- **ENUNCIADO**
Extrae de los datos cada línea en la que aparezca la palabra "snowy".

- **FRAGMENTOS DE DATOS**
%%
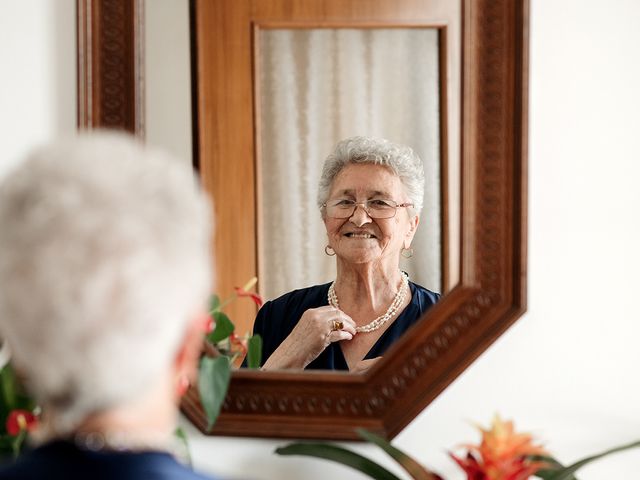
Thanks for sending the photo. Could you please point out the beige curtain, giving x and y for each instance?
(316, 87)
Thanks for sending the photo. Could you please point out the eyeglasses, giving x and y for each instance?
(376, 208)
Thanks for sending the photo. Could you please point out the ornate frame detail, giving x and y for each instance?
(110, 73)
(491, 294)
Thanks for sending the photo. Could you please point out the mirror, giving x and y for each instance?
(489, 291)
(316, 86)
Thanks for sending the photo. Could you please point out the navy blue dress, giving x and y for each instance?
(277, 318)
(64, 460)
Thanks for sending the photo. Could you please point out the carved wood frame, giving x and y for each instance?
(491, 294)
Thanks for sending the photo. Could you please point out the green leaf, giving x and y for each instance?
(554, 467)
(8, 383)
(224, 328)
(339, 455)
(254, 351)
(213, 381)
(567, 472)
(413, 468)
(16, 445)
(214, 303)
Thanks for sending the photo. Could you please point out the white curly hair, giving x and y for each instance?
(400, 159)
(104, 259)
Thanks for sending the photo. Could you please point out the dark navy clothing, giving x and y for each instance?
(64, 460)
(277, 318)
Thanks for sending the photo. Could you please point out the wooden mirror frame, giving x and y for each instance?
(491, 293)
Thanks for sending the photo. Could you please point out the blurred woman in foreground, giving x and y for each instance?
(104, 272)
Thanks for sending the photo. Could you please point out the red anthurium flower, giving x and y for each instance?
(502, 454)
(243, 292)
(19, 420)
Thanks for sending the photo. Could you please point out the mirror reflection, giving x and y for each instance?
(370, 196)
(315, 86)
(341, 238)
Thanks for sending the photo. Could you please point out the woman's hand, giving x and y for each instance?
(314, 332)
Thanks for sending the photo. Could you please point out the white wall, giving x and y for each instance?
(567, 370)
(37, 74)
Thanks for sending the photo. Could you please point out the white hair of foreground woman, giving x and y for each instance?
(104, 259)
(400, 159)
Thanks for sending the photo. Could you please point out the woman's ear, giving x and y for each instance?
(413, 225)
%%
%%
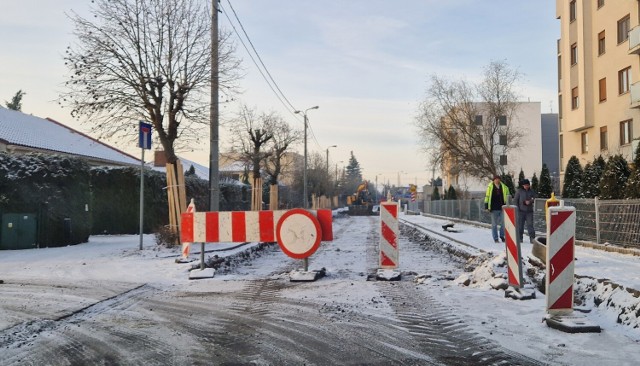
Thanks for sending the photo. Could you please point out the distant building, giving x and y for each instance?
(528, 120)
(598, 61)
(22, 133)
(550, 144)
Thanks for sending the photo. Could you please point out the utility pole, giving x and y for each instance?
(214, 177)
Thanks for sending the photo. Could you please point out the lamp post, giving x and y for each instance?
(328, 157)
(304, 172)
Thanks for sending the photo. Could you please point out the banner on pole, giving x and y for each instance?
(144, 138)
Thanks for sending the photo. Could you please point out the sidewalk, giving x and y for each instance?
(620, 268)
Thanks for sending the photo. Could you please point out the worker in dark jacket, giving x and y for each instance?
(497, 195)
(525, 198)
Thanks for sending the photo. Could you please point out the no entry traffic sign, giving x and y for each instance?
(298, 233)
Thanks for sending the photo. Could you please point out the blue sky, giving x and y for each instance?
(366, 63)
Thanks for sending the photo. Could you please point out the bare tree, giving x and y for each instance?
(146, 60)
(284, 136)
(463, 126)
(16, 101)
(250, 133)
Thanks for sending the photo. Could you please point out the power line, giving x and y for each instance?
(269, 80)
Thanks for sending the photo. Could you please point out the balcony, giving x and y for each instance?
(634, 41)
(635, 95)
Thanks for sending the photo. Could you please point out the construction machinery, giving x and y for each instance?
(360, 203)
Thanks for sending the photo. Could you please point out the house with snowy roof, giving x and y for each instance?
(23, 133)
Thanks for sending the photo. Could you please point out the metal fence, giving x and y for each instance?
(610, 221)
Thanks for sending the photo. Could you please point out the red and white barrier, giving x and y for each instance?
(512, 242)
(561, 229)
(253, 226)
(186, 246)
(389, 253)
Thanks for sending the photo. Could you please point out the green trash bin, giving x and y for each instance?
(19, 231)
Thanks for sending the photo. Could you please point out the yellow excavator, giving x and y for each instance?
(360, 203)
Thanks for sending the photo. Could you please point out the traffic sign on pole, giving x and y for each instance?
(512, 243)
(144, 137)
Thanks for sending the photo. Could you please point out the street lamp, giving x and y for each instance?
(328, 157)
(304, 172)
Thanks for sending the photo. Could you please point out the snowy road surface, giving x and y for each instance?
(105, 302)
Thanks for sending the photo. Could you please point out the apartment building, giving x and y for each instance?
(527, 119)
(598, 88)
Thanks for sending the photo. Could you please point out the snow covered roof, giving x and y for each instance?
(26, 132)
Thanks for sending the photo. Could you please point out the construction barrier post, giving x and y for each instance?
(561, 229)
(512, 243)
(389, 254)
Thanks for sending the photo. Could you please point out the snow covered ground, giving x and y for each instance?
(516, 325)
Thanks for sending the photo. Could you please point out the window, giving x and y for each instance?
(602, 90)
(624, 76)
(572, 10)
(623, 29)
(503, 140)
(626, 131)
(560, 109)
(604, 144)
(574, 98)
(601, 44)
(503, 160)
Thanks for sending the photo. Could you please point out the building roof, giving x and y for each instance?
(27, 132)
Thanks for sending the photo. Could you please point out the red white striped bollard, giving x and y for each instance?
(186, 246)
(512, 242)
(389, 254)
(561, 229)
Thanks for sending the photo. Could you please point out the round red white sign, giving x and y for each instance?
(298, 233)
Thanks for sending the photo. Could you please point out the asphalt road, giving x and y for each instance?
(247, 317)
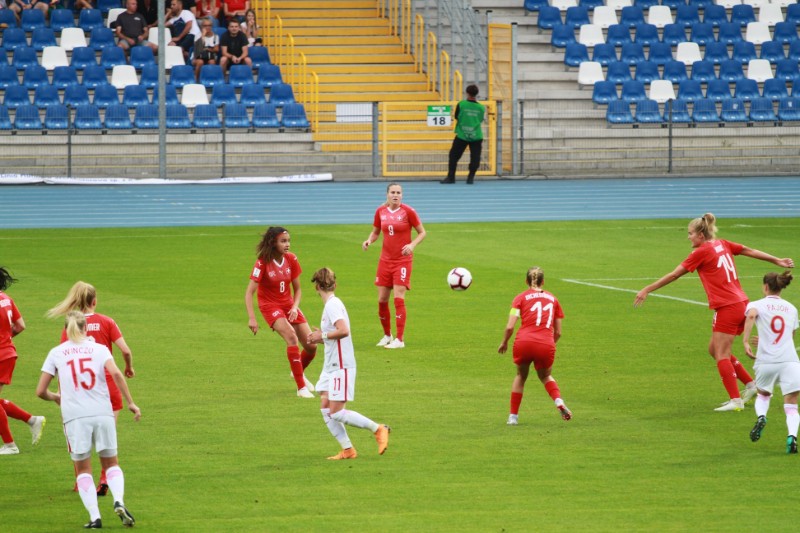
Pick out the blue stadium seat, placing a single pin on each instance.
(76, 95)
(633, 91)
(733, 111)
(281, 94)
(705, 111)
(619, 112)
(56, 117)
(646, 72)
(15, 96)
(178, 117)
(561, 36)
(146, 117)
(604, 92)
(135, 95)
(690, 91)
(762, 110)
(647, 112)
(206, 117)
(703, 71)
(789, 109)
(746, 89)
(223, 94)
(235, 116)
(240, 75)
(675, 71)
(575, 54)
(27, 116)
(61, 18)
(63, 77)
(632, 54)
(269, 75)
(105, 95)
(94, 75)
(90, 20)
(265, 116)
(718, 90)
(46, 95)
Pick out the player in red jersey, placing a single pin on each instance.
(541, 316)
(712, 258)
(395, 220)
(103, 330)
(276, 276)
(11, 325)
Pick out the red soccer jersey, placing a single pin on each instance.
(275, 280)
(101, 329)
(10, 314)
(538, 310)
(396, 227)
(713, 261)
%%
- **RESULTADO**
Thanks for sending the photo. Could you please point out the house with snowy roof, giving x and y for each instance?
Thanks for sending the photo. Could you please point out the snowy road surface, giving x and y for each instance?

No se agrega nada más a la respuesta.